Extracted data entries
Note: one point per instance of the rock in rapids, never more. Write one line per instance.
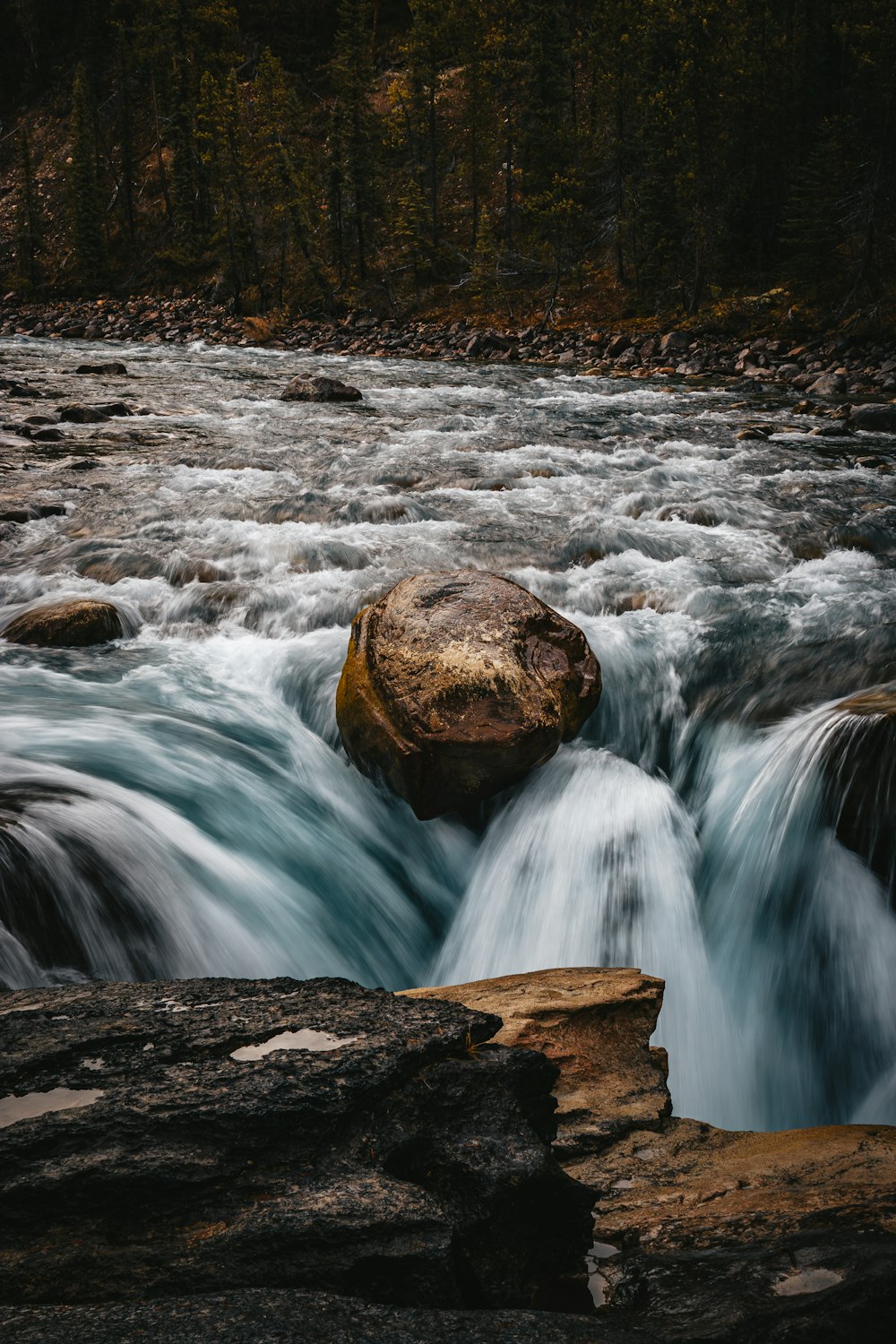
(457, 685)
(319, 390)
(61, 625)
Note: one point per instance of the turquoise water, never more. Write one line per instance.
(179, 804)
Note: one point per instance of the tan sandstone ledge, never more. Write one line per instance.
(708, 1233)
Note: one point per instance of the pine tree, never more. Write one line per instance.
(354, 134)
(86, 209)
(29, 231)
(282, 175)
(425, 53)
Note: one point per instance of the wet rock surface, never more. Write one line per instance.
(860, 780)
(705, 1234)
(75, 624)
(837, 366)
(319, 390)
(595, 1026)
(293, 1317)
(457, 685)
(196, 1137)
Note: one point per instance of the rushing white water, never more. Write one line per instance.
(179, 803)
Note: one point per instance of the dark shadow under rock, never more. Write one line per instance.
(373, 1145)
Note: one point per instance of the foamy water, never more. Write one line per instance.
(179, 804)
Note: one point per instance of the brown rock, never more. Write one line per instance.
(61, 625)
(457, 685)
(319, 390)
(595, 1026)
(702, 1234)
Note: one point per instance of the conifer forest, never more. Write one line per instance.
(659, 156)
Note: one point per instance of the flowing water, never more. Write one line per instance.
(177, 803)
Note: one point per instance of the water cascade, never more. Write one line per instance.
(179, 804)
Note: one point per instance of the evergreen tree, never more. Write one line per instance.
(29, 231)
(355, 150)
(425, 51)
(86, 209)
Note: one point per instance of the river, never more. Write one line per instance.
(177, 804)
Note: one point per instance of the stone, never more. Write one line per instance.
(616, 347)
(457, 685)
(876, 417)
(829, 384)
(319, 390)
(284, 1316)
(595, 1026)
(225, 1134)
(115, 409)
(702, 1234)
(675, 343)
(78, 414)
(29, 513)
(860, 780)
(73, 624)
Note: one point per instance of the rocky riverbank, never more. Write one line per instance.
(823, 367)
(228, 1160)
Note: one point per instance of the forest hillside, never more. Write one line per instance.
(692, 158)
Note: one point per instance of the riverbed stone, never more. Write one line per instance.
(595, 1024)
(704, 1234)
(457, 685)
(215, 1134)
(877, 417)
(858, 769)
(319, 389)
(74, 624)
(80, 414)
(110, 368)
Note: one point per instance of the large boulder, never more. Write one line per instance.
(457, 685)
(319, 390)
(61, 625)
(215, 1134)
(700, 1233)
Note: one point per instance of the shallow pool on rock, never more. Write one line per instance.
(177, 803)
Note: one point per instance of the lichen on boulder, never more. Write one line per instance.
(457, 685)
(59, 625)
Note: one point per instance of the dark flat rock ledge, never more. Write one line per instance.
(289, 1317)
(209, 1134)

- [Problem to solve] Repeat the records above exactly. No pictures go into the repeat.

- [Response to the task]
Note: one point per instance of the rock in rapids, never more. Write one line per instance.
(457, 685)
(319, 390)
(61, 625)
Note: one point per instance of the turquoise water, never more. Write one line per instance.
(179, 804)
Note: one point per instance of the tan sandstone ledge, never more. Write one line per instance.
(708, 1233)
Note: one point per instance of the pine tree, never more. Write one line per instance.
(354, 134)
(86, 209)
(29, 231)
(282, 175)
(425, 53)
Note: one point per instance of the wet rock surface, never more. Write one line per instance.
(860, 780)
(705, 1234)
(75, 624)
(837, 366)
(319, 390)
(595, 1026)
(293, 1317)
(457, 685)
(196, 1137)
Note: one point per instance of the rushing white water, never more. Write one line per instance.
(179, 803)
Note: one point per instance of the dark shadow under rock, never more. Write one line per instance.
(373, 1145)
Note: one point per instance of the foamy water, never more. Write one line per instance.
(179, 804)
Note: one point per instance of the brown rock, never more. Write one line per instance.
(61, 625)
(457, 685)
(319, 390)
(595, 1026)
(702, 1234)
Note: one point per instance of the conifer forest, never more. Write one line per instance.
(659, 156)
Note: one point per instance of the flowing water, never more. Write one line per instance.
(177, 803)
Note: one point per instance of the water cascade, never more. Write one line per instance.
(179, 804)
Note: one point per instance of the evergreen tree, never more. Write one line per instance.
(29, 231)
(355, 150)
(425, 51)
(86, 209)
Note: one point per instance of the river, never more. Write one line per instance.
(177, 804)
Note: one point per instance of the stone, never more. Write one line per instance.
(616, 347)
(457, 685)
(876, 417)
(829, 384)
(319, 390)
(284, 1316)
(595, 1026)
(225, 1134)
(115, 409)
(702, 1234)
(675, 343)
(78, 414)
(29, 513)
(860, 780)
(73, 624)
Note: one point per instance of the rocky riverbank, never more. Write one line per instance.
(823, 367)
(228, 1160)
Note: one point per instance of the forest hillside, never more. Write one line per instance.
(692, 158)
Note: one point per instance of the riverbed stone, never more. Write one line per instance.
(595, 1024)
(704, 1234)
(457, 685)
(215, 1134)
(877, 417)
(858, 769)
(319, 389)
(74, 624)
(80, 414)
(110, 368)
Note: one point per instance of the large boulder, never more. Write one line per instance.
(457, 685)
(319, 390)
(61, 625)
(215, 1134)
(700, 1233)
Note: one point per instance of the shallow pool on rock, never more. Write one line per instance.
(177, 803)
Note: one point per instance of the lichen on boulder, never more. Write one line per instance.
(457, 685)
(59, 625)
Note: one point per instance of the dark flat rock ledge, never more. Write one line per instance.
(289, 1317)
(209, 1134)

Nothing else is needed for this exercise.